● **EXERCISE**
Put every entry below into a two-column Markdown table. Use Row for the line number and Line for the line text, and leave out blank lines.

● **LISTED RECORDS**
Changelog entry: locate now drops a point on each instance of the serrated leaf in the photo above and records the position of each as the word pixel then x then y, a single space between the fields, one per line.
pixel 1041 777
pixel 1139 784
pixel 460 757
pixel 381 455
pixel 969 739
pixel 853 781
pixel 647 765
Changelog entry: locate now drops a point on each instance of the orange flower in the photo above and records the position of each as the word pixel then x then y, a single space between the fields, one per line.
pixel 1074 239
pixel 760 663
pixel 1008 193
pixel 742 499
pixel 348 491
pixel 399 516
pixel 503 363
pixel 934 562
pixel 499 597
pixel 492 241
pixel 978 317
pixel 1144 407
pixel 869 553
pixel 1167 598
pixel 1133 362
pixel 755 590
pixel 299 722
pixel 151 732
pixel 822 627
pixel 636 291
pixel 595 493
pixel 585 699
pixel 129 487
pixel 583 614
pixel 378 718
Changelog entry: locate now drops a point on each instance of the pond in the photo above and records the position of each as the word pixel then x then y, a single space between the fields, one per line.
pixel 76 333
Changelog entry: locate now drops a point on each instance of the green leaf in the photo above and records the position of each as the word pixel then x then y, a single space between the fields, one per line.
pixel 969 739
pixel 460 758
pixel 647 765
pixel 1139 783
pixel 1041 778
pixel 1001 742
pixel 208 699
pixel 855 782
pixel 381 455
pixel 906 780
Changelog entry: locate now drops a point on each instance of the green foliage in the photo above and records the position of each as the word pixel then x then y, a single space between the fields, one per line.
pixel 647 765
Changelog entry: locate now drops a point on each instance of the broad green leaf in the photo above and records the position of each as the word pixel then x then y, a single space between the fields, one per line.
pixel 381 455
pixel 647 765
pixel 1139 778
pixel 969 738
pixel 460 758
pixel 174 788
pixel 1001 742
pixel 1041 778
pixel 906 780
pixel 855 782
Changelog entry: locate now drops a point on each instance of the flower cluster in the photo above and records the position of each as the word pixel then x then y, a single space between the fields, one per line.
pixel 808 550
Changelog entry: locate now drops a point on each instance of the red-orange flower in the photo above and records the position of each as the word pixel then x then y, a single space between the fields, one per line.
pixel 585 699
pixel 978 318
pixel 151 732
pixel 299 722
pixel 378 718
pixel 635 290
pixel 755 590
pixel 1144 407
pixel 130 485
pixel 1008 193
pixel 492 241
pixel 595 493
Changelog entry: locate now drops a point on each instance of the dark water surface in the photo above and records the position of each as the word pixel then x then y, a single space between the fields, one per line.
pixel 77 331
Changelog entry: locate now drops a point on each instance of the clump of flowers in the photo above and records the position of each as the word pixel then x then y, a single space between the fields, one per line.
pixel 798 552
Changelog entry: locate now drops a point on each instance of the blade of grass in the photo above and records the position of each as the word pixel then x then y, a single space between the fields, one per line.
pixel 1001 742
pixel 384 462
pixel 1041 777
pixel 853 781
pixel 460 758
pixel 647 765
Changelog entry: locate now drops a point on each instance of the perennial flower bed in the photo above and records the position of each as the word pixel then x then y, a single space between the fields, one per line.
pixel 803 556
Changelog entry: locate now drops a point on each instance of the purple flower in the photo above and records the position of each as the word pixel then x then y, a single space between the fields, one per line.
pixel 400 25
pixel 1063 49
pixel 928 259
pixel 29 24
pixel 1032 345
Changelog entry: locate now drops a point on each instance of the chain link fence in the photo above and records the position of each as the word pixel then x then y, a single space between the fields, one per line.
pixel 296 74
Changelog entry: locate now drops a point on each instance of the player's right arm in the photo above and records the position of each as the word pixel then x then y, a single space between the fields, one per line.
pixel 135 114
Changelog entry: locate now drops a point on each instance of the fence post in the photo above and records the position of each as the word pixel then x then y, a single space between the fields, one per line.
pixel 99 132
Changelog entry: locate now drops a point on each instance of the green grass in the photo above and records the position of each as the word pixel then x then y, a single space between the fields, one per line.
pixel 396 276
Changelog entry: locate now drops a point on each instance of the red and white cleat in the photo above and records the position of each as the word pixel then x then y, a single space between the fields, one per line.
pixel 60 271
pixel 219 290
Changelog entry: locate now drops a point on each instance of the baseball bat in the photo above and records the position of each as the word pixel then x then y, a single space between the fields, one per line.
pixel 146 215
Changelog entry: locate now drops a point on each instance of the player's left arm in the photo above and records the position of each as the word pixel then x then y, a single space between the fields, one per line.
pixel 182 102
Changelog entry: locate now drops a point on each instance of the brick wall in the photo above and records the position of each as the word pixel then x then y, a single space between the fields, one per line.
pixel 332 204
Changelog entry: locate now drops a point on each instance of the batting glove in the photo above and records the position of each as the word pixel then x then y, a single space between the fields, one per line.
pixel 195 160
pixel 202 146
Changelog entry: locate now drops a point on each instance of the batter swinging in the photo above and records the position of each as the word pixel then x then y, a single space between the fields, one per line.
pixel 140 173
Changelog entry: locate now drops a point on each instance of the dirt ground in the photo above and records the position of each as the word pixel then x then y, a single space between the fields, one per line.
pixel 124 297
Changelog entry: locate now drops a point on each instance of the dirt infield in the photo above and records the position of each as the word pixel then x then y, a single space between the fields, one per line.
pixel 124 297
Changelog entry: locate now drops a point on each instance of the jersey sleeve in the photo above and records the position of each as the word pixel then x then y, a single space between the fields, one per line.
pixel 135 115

● **SOLVED EXERCISE**
| Row | Line |
|---|---|
| 1 | Changelog entry: locate now drops a point on each instance of the serrated leaf in the photo above and records the position of each as the word pixel then x then y, a single space between the fields, one per line. |
| 2 | pixel 1041 777 |
| 3 | pixel 1139 784 |
| 4 | pixel 460 757 |
| 5 | pixel 381 455 |
| 6 | pixel 969 739 |
| 7 | pixel 853 781 |
| 8 | pixel 647 765 |
| 9 | Changelog entry: locate now drops a point on each instance of the orange flower in the photo above and records the position of each as the word pixel then x then y, a single space between the fields, one per line. |
| 10 | pixel 1074 239 |
| 11 | pixel 760 663 |
| 12 | pixel 1008 193 |
| 13 | pixel 742 499 |
| 14 | pixel 348 491 |
| 15 | pixel 399 516 |
| 16 | pixel 503 363 |
| 17 | pixel 934 562 |
| 18 | pixel 499 597 |
| 19 | pixel 492 241 |
| 20 | pixel 978 317 |
| 21 | pixel 1144 407 |
| 22 | pixel 869 553 |
| 23 | pixel 1167 598 |
| 24 | pixel 1133 362 |
| 25 | pixel 755 590 |
| 26 | pixel 299 722 |
| 27 | pixel 151 732 |
| 28 | pixel 822 627 |
| 29 | pixel 636 291 |
| 30 | pixel 595 493 |
| 31 | pixel 585 699 |
| 32 | pixel 129 487 |
| 33 | pixel 583 614 |
| 34 | pixel 378 718 |
| 35 | Changelog entry: locate now drops a point on each instance of the pond in the photo above and records the position of each as the word pixel then x then y, a single space between the fields, one per line. |
| 36 | pixel 76 333 |
| 37 | Changelog entry: locate now drops a point on each instance of the green leaf in the photo above and records the position of each as the word pixel then x then y, a single space between the fields, one per line. |
| 38 | pixel 969 739 |
| 39 | pixel 460 758 |
| 40 | pixel 647 765 |
| 41 | pixel 1139 783 |
| 42 | pixel 1041 778 |
| 43 | pixel 1001 742 |
| 44 | pixel 208 699 |
| 45 | pixel 855 782 |
| 46 | pixel 381 455 |
| 47 | pixel 906 780 |
| 48 | Changelog entry: locate now drops a point on each instance of the green foliage in the photo above and records the position of each as the word pixel then x then y, a single space between the fields, one per line. |
| 49 | pixel 647 765 |
| 50 | Changelog entry: locate now drops a point on each instance of the broad green leaf in the photo above and records the position of each as the word pixel then x then y, a single space between the fields, one per line. |
| 51 | pixel 381 455 |
| 52 | pixel 647 765 |
| 53 | pixel 1139 778 |
| 54 | pixel 969 738 |
| 55 | pixel 460 758 |
| 56 | pixel 174 788 |
| 57 | pixel 1001 742 |
| 58 | pixel 1041 778 |
| 59 | pixel 906 780 |
| 60 | pixel 855 782 |
| 61 | Changelog entry: locate now drops a point on each instance of the flower cluster in the photo above and records the position of each as the word pixel then x then y, a single space between the fields, one per line. |
| 62 | pixel 808 550 |
| 63 | Changelog entry: locate now drops a point on each instance of the red-orange flower in the photo above and records the position of each as the word pixel then x then y, a single space between the fields, one per line. |
| 64 | pixel 585 699 |
| 65 | pixel 978 318 |
| 66 | pixel 151 732 |
| 67 | pixel 299 722 |
| 68 | pixel 378 718 |
| 69 | pixel 635 290 |
| 70 | pixel 755 590 |
| 71 | pixel 1144 407 |
| 72 | pixel 130 485 |
| 73 | pixel 1008 193 |
| 74 | pixel 492 241 |
| 75 | pixel 595 493 |
| 76 | Changelog entry: locate now drops a point on each instance of the dark water surface in the photo above and records the position of each as the word pixel then x then y, a single space between the fields, one per line. |
| 77 | pixel 77 331 |
| 78 | Changelog entry: locate now drops a point on each instance of the clump of flowers in the photo above and records the position of each as the word pixel then x then y, a single space between the fields, one per line. |
| 79 | pixel 798 552 |
| 80 | Changelog entry: locate now drops a point on each instance of the blade of grass in the photo above and records the position of each as the word pixel then x then y, a single space between the fields, one per line. |
| 81 | pixel 1001 742 |
| 82 | pixel 384 462 |
| 83 | pixel 1041 777 |
| 84 | pixel 853 781 |
| 85 | pixel 460 758 |
| 86 | pixel 647 765 |
| 87 | Changelog entry: locate now drops a point on each instance of the perennial flower bed in the photo above and records the position of each as the word pixel then x then y, a single space between the fields, one per line. |
| 88 | pixel 803 556 |
| 89 | Changelog entry: locate now drops a point on each instance of the purple flower in the photo above and records the position of each as the word pixel then x then y, a single space between the fields, one per line. |
| 90 | pixel 400 25 |
| 91 | pixel 1063 49 |
| 92 | pixel 928 259 |
| 93 | pixel 29 24 |
| 94 | pixel 1032 345 |
| 95 | Changelog entry: locate now drops a point on each instance of the chain link fence in the photo above and records the position of each as the word pixel then x then y, a single space between the fields, one per line. |
| 96 | pixel 296 74 |
| 97 | Changelog entry: locate now drops a point on each instance of the player's right arm in the photo above and records the position of each as the word pixel then x then y, a single space between the fields, one per line. |
| 98 | pixel 135 114 |
| 99 | Changelog entry: locate now drops a point on each instance of the fence post in the photo above and records the position of each as the word pixel then x then y, a single space between the fields, one per line. |
| 100 | pixel 99 132 |
| 101 | Changelog entry: locate now drops a point on each instance of the green grass in the photo above and records the position of each as the word pixel then x then y, a single space between the fields, one per line. |
| 102 | pixel 396 276 |
| 103 | Changelog entry: locate now drops a point on each instance of the red and white cleat in the photo above and records the position of each as the word pixel then x then y, a single space between the fields, one per line. |
| 104 | pixel 60 271 |
| 105 | pixel 219 290 |
| 106 | Changelog entry: locate now drops a point on each instance of the baseball bat in the photo above and records the position of each as the word pixel then x then y, a single space between the fields, one per line. |
| 107 | pixel 146 215 |
| 108 | Changelog entry: locate now drops a point on each instance of the player's left arm in the photo above and records the position of each as the word pixel then x then y, a single space between the fields, one per line. |
| 109 | pixel 182 102 |
| 110 | Changelog entry: locate now drops a point on each instance of the brick wall in the photo above and records the position of each as the word pixel then x then y, a single space between the fields, one per line. |
| 111 | pixel 332 204 |
| 112 | Changelog entry: locate now drops a point on each instance of the batting glove in the photo above and records the position of each as the word pixel then x then y, a single space between the fields, one per line. |
| 113 | pixel 195 160 |
| 114 | pixel 202 146 |
| 115 | Changelog entry: locate now drops a point on each instance of the batter swinging in the photo above and records the position of each as the word pixel then x then y, a single space between the fields, one per line. |
| 116 | pixel 140 173 |
| 117 | Changelog entry: locate now drops a point on each instance of the dirt ground in the photo above and records the position of each as the word pixel then x then y, a single space between the fields, one per line. |
| 118 | pixel 124 297 |
| 119 | Changelog entry: locate now drops a point on each instance of the dirt infield in the photo above and records the position of each as the word pixel then x then y, a single space between the fields, one per line. |
| 120 | pixel 124 297 |
| 121 | Changelog entry: locate now drops a point on each instance of the jersey sleeve in the photo above and records the position of each as the word pixel then x then y, a single space between the fields, one per line. |
| 122 | pixel 135 115 |